═══ RECORDS PROVIDED
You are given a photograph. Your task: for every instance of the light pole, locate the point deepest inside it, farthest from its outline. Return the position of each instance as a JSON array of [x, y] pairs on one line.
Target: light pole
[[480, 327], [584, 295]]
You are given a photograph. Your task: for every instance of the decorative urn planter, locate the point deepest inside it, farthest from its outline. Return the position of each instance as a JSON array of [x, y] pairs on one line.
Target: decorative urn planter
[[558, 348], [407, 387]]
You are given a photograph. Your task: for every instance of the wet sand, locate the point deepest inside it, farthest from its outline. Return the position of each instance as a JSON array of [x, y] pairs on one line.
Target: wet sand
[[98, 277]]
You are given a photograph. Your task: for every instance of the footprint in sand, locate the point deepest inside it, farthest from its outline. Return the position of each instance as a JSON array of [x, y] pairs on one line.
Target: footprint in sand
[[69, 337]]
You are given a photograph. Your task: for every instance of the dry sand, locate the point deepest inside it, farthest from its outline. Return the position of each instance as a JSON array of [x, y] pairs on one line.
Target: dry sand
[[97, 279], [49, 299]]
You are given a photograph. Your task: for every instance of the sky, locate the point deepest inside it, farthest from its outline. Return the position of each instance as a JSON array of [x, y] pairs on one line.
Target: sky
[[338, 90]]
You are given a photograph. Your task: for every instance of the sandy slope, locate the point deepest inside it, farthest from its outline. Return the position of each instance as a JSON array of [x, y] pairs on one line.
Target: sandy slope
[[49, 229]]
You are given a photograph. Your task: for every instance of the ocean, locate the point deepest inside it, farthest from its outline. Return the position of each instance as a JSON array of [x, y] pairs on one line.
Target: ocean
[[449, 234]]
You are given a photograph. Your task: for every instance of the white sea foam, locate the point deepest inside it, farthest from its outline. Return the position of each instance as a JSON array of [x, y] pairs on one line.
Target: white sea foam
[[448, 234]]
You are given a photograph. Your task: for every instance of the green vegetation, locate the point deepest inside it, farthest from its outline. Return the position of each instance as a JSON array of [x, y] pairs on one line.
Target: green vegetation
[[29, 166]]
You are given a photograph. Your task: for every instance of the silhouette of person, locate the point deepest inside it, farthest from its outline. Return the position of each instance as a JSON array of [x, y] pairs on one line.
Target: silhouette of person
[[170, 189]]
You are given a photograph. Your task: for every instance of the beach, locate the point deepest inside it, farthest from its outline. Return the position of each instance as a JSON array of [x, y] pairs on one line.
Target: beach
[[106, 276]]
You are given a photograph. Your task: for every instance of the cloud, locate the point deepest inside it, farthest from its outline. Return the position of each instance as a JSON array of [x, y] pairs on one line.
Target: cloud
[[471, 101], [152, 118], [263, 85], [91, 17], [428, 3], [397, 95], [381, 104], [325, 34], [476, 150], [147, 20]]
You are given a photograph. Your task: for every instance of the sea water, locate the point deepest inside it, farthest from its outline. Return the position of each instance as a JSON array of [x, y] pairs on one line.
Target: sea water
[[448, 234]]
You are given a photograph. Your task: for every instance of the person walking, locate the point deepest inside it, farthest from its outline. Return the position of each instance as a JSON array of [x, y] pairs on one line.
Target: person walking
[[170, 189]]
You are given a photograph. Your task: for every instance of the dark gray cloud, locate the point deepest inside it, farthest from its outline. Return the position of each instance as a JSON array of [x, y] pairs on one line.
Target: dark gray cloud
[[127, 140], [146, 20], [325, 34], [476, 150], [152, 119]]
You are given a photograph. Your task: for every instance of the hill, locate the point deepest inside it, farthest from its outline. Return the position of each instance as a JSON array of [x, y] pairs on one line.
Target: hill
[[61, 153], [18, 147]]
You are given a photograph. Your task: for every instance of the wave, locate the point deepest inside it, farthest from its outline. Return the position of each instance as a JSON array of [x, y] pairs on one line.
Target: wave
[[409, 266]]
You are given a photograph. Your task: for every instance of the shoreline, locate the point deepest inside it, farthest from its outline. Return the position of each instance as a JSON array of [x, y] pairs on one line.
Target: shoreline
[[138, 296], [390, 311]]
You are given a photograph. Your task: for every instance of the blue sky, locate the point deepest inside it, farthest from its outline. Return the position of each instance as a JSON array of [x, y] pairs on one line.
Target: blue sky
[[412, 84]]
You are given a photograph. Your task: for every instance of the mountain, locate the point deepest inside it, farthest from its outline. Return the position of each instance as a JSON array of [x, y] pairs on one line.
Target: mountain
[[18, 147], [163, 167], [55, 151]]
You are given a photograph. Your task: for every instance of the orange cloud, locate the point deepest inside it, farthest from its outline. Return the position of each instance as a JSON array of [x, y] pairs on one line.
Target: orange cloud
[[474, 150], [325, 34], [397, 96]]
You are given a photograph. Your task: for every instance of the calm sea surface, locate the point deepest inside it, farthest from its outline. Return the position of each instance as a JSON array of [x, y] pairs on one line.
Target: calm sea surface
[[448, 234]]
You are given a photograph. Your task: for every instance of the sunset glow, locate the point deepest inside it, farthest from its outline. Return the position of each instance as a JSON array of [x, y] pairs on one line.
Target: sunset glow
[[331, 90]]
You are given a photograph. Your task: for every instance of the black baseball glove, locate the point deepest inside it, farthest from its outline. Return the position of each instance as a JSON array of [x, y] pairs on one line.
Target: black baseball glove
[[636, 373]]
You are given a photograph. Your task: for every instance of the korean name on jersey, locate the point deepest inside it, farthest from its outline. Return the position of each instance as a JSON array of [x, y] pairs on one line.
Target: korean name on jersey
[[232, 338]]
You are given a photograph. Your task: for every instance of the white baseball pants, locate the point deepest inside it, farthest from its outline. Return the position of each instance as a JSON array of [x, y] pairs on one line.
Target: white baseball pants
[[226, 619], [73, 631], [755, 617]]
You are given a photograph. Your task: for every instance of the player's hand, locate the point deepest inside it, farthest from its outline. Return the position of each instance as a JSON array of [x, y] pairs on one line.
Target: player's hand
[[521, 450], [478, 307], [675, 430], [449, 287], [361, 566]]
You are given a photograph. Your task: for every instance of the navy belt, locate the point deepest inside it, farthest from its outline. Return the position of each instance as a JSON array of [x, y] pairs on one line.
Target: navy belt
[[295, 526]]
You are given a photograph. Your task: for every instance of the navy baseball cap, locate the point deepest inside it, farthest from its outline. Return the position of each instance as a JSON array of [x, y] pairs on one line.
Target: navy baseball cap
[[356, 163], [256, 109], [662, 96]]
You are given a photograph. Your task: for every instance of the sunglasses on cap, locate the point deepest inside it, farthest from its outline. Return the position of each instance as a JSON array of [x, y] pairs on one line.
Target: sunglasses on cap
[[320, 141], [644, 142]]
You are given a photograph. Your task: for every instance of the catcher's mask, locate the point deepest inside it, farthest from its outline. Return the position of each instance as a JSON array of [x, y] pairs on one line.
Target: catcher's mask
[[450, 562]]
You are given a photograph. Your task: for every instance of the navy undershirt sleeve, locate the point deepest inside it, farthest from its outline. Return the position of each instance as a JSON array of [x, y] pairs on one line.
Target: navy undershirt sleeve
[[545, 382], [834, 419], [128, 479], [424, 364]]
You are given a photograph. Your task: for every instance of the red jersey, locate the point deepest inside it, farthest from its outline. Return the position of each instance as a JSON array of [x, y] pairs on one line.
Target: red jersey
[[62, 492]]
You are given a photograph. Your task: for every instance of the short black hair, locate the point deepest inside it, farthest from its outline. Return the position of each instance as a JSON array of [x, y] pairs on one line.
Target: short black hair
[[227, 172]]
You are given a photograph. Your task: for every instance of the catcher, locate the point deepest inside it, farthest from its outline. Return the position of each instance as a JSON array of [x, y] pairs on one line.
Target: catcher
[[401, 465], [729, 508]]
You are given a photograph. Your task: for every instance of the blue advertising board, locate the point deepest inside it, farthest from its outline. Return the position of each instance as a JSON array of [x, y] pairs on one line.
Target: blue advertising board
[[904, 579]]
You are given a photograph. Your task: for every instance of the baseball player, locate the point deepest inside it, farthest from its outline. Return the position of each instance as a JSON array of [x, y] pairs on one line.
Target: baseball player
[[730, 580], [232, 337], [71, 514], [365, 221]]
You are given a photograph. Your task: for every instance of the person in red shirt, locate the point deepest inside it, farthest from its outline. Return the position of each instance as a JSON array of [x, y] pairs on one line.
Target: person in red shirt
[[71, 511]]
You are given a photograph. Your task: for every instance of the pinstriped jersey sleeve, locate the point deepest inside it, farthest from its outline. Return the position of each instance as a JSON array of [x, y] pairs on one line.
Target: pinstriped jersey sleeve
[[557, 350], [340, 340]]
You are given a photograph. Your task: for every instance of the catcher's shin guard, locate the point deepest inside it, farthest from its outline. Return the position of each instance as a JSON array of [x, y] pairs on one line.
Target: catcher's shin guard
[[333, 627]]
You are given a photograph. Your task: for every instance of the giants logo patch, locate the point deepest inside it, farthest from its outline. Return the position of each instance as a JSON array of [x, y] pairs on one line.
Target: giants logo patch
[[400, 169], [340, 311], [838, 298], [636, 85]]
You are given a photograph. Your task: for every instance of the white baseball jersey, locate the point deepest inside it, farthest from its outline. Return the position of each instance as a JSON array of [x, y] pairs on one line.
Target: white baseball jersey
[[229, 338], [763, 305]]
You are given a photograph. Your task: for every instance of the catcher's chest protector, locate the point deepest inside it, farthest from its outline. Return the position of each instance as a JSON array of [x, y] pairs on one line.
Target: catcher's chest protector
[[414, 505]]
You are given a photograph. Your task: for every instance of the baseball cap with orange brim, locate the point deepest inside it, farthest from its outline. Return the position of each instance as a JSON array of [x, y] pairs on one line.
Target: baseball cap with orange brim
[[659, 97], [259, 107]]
══════
> REQUIREMENTS: In the items above, rewrite the stretch from the start through the line containing "[[338, 90]]", changing "outline" to "boundary" and leaving everything else as it is.

> FINAL ANSWER:
You are given a photograph. Your task: for every instance of the light pole, locate the point deepest inside it, farthest from its boundary. Return the position of each instance as a JSON array of [x, y] pairs on one line.
Target: light pole
[[480, 327], [584, 295]]
You are given a photograph. Your task: for every instance of the decorative urn planter, locate the point deepest inside it, farthest from its boundary. Return the position of each instance as a JSON array of [x, y] pairs on one line.
Target: decorative urn planter
[[558, 348], [407, 387]]
You are given a photograph. Your task: for every instance of the wet sand, locate the point deepest inside it, farthest from its boundary. Return the position of each instance as a JSON array of [x, y] pairs on one line.
Target: wet sand
[[98, 277]]
You are given a photograph. Your task: for every instance of the footprint in sand, locate the point deepest inside it, farthest from its boundary. Return the position of each instance as a JSON array of [x, y] pairs on one line.
Target: footprint in sand
[[69, 337]]
You are given a photograph. Your task: for every instance of the dry sand, locate the point deepest inside it, farthest from its boundary. Return the position of each instance as a JSON array of [x, y] pairs on one line.
Target: dry sand
[[97, 279], [49, 299]]
You are given a photograph. Your task: for every instance of the sky, locate the point deepest inside it, farthest from its boundary. Return the position of each instance as a JSON array of [x, y] pairs on one line.
Target: sky
[[338, 90]]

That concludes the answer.